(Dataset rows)
= = = =
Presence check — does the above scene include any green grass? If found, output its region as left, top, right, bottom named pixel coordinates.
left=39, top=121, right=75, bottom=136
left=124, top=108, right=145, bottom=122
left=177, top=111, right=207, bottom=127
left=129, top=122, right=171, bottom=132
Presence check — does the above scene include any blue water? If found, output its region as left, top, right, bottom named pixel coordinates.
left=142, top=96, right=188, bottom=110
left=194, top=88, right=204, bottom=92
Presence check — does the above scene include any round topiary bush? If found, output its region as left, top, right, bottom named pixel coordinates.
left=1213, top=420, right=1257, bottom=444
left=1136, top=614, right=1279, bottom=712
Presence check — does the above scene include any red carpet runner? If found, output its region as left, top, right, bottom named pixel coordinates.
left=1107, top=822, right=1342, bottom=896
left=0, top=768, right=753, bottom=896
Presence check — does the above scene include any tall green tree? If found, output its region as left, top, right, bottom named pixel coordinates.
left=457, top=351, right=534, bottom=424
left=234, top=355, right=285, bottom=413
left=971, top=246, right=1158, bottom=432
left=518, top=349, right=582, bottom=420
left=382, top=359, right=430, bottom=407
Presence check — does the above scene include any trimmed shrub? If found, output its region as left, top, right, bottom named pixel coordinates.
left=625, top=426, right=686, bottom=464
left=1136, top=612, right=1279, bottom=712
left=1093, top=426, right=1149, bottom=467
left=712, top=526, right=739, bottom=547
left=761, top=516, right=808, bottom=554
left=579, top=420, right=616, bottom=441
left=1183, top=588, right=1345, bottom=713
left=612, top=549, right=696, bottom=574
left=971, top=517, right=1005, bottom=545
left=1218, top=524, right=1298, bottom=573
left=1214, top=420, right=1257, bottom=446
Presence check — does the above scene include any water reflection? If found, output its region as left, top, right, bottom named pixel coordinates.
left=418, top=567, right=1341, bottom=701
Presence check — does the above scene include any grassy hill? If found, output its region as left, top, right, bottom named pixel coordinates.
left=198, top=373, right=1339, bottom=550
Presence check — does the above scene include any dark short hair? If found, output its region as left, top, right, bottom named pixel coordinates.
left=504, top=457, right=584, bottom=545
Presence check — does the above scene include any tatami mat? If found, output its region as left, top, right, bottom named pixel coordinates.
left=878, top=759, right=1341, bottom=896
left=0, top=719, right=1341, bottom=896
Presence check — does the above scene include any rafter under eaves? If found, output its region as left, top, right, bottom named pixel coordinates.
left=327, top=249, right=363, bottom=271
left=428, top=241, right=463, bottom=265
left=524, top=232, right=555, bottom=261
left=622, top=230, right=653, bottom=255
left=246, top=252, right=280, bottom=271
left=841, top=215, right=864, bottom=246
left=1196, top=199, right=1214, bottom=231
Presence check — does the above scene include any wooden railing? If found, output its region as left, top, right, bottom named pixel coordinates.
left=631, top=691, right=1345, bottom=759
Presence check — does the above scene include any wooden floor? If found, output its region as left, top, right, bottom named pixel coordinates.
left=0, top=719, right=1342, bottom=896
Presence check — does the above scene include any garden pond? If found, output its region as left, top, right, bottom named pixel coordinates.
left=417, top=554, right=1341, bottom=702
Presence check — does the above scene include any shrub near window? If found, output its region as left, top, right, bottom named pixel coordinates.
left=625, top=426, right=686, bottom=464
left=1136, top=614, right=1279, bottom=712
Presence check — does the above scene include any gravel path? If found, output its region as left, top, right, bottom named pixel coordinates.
= = = =
EXERCISE OBJECTIVE> Can you quote the lines above word for word, from first to last?

COMPLETE RESPONSE>
Presence check — does the above scene include any green grass? If found, output its region as left, top, right, bottom named pixel coordinates.
left=39, top=121, right=75, bottom=136
left=124, top=108, right=145, bottom=122
left=177, top=111, right=207, bottom=127
left=129, top=122, right=171, bottom=132
Presence check — does the above scene include any blue water? If found, output its region as left, top, right, bottom named pixel coordinates.
left=142, top=96, right=188, bottom=110
left=194, top=88, right=204, bottom=92
Presence check — does the above scene include any round topiary bush? If found, output its region as left, top, right, bottom named pixel coordinates.
left=1213, top=420, right=1257, bottom=444
left=1136, top=614, right=1279, bottom=712
Presence check — does the above scene include any red carpet runner? If found, output its region as left, top, right, bottom named pixel coordinates.
left=1107, top=822, right=1342, bottom=896
left=0, top=768, right=753, bottom=896
Presence check — does the above scene include any tall green tree? If found, output its region as left, top, right, bottom named pixel coordinates.
left=457, top=351, right=534, bottom=424
left=234, top=355, right=285, bottom=413
left=971, top=246, right=1158, bottom=432
left=518, top=349, right=582, bottom=420
left=382, top=359, right=430, bottom=407
Presence check — does the above scene include any trimmed shrub? If found, output its region as left, top, right, bottom named pixel coordinates.
left=625, top=426, right=686, bottom=464
left=1136, top=612, right=1279, bottom=712
left=1093, top=426, right=1149, bottom=467
left=712, top=526, right=739, bottom=547
left=761, top=516, right=808, bottom=554
left=579, top=420, right=616, bottom=441
left=1183, top=588, right=1345, bottom=713
left=612, top=549, right=696, bottom=574
left=971, top=517, right=1005, bottom=545
left=1218, top=524, right=1298, bottom=573
left=1214, top=420, right=1257, bottom=446
Presence check — does the above scene include any water reflection? If found, output its region as left, top, right, bottom named pixel coordinates.
left=418, top=567, right=1341, bottom=701
Presence check — does the above scene include any grassy hill? If found, output its region as left, top, right, bottom named pixel coordinates.
left=198, top=373, right=1339, bottom=550
Presence check — does the above scene include any dark short hair? If found, output its region as left, top, right, bottom named pixel coordinates.
left=504, top=457, right=584, bottom=545
Presence check — does the above scene include any tatami mat? If found, output its region as left, top, right, bottom named pixel coordinates.
left=878, top=759, right=1341, bottom=896
left=0, top=719, right=1341, bottom=896
Presence check — does the above scene include any rafter under eaves? If found, output its region as left, top, right, bottom named pixel coordinates.
left=327, top=249, right=363, bottom=271
left=428, top=241, right=463, bottom=265
left=524, top=232, right=555, bottom=261
left=622, top=230, right=653, bottom=255
left=246, top=252, right=280, bottom=271
left=841, top=215, right=864, bottom=246
left=1196, top=199, right=1214, bottom=231
Presence check — does the above scene include any wooden railing? If found, output its region as left, top, right, bottom named pixel coordinates.
left=631, top=691, right=1345, bottom=759
Presence check — does the above scene include any wooden floor? If found, output its region as left, top, right, bottom named pixel coordinates.
left=0, top=719, right=1342, bottom=896
Presence check — does the above scene include any garden pond? If found, output its region as left, top, right, bottom named pixel coordinates.
left=417, top=554, right=1341, bottom=702
Presence check — does the above scene include any shrub near window? If found, output its region as left, top, right, bottom named pixel coordinates.
left=625, top=426, right=686, bottom=464
left=1136, top=614, right=1279, bottom=712
Presence check — does the above scene include any gravel path? If found, output its region as left, top, right, bottom named pixel coordinates.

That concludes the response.